There seems to be a lot of misinformation about the Canadian health-care system and how it works.

Again, for everyday things like you mentioned, it probably works out great. Cancer patients...and there are a LOT of them...don't have the luxury of having the patience to have a CT scan done in 2 months...not 2 hours. Once a patient has a diagnosis of terminal cancer, they are no longer considered emergent and care for them comes very slowly. These are the folks that I'm speaking of.

I don't know where all this mis-information comes from but I know of several people (personally) who have had excellent immediate health services when Cancer or any major illness has been found. It is a Triage system.
My friend found a lump in her breast and within a week a biopsy and tumor removal had been done. Follow up treatments in the Cancer clinic and home support was all free. The medicine was free. The car service to the cancer clinic was free.

We have the right to a second opinion, nothing is forced on us without choice. As the OP said impatient people and those with money jump the Que.

PROVIDED DATA:
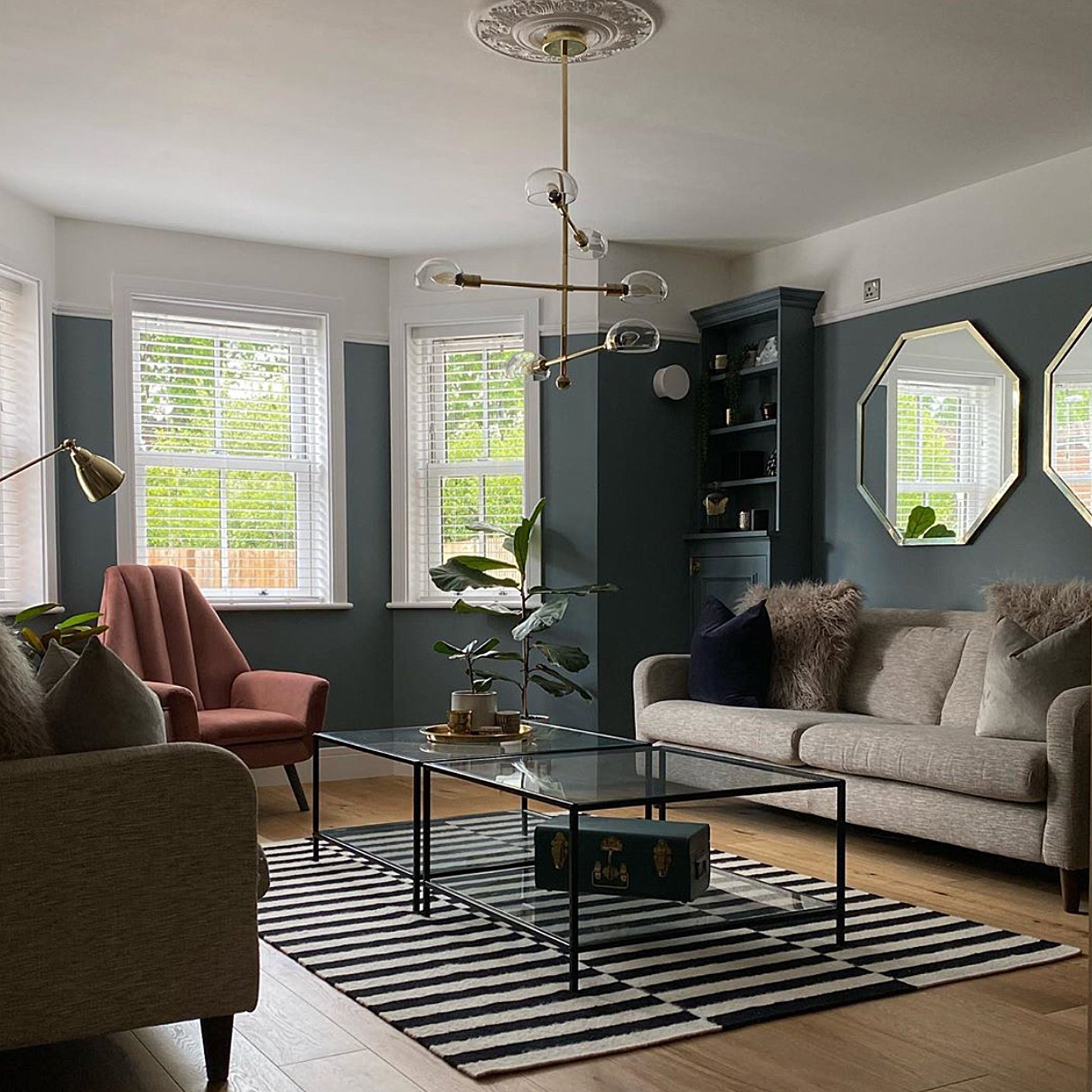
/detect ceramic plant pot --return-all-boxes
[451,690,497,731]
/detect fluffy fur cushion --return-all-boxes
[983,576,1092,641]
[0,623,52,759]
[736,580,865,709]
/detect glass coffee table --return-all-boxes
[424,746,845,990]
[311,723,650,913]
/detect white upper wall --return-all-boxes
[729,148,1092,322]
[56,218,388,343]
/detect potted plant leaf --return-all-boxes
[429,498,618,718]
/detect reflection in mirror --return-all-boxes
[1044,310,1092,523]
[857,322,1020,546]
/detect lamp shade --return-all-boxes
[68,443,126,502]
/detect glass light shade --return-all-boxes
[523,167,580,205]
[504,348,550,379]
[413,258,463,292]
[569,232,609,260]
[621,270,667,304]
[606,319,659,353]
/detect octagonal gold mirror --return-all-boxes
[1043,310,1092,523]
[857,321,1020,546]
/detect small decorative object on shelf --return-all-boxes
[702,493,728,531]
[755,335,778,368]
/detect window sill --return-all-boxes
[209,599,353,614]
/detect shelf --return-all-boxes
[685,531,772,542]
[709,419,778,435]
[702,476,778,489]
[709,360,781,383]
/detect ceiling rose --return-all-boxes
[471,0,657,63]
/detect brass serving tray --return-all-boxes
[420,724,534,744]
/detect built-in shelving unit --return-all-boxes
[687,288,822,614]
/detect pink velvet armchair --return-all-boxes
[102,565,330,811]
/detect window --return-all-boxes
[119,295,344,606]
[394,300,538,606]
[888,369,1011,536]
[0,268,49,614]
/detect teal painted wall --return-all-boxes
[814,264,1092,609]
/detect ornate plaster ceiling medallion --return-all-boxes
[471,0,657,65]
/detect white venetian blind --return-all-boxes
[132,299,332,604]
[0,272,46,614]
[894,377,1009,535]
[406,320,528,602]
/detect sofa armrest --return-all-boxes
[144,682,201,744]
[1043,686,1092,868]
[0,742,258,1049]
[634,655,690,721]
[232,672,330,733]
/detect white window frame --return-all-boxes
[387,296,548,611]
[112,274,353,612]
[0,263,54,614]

WORK INSTRUCTION 1: In the text on Canadian health care, how long did it take for the friend to get a biopsy and tumor removal after finding a lump?
WORK INSTRUCTION 2: Reproduce the text on Canadian health care word for word, starting with "Again, for everyday" and going on through "a Triage system.".
WORK INSTRUCTION 3: List every service or item that the text on Canadian health care says was free for the friend.
The rows have nothing to do with the text on Canadian health care.

EXERCISE OUTPUT 1: Within a week.

EXERCISE OUTPUT 2:
Again, for everyday things like you mentioned, it probably works out great. Cancer patients...and there are a LOT of them...don't have the luxury of having the patience to have a CT scan done in 2 months...not 2 hours. Once a patient has a diagnosis of terminal cancer, they are no longer considered emergent and care for them comes very slowly. These are the folks that I'm speaking of.

I don't know where all this mis-information comes from but I know of several people (personally) who have had excellent immediate health services when Cancer or any major illness has been found. It is a Triage system.

EXERCISE OUTPUT 3: Follow-up treatments in the Cancer clinic, home support, the medicine, and the car service to the cancer clinic.